Exercise task:
Shift every coordinate in the answers up by 106, and write out again the records from the line with "Excuse me, could I trouble you to find every terracotta" through the end of the records, with the requests included. Leave the numbers in the requests and their format samples unchanged.

[BEGIN Supplied information]

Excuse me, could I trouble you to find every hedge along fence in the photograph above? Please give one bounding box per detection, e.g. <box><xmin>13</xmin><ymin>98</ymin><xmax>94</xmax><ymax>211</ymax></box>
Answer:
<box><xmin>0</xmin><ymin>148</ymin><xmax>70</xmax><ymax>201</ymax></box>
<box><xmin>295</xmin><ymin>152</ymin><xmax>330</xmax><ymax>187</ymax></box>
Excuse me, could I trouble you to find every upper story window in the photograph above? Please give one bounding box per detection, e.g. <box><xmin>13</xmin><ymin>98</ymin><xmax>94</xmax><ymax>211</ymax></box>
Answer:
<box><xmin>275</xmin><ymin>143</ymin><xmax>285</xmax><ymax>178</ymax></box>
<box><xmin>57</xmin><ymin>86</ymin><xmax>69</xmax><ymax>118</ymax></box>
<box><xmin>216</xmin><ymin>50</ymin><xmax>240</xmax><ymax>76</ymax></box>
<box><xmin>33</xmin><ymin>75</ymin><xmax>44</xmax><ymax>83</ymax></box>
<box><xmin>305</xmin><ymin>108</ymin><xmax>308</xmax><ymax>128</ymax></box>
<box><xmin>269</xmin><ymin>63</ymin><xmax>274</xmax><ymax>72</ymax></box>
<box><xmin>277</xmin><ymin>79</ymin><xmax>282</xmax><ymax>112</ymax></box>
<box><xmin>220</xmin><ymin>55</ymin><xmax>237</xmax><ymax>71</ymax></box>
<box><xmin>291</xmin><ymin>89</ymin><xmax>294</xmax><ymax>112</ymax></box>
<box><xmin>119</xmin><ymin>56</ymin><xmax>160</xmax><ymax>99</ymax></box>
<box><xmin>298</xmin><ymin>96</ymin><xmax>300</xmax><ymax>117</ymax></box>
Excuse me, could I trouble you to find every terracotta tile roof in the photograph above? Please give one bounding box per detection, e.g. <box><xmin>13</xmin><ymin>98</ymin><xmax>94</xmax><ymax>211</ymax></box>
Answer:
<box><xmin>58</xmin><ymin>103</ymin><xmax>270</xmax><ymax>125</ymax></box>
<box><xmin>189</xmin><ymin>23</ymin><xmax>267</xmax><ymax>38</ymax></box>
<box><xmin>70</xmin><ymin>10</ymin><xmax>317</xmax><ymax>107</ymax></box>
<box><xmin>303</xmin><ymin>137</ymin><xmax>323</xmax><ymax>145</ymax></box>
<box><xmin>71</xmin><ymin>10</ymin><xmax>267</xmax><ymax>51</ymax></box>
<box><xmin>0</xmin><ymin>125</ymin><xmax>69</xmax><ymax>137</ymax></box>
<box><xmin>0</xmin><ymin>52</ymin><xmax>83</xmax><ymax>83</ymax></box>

[END Supplied information]

Correct response:
Excuse me, could I trouble you to find every terracotta tile roof in the photograph above? Please give one bounding box per detection, e.g. <box><xmin>13</xmin><ymin>98</ymin><xmax>94</xmax><ymax>211</ymax></box>
Answer:
<box><xmin>164</xmin><ymin>209</ymin><xmax>376</xmax><ymax>231</ymax></box>
<box><xmin>295</xmin><ymin>129</ymin><xmax>373</xmax><ymax>144</ymax></box>
<box><xmin>176</xmin><ymin>116</ymin><xmax>423</xmax><ymax>213</ymax></box>
<box><xmin>409</xmin><ymin>243</ymin><xmax>429</xmax><ymax>251</ymax></box>
<box><xmin>177</xmin><ymin>116</ymin><xmax>373</xmax><ymax>157</ymax></box>
<box><xmin>106</xmin><ymin>231</ymin><xmax>175</xmax><ymax>243</ymax></box>
<box><xmin>106</xmin><ymin>158</ymin><xmax>189</xmax><ymax>189</ymax></box>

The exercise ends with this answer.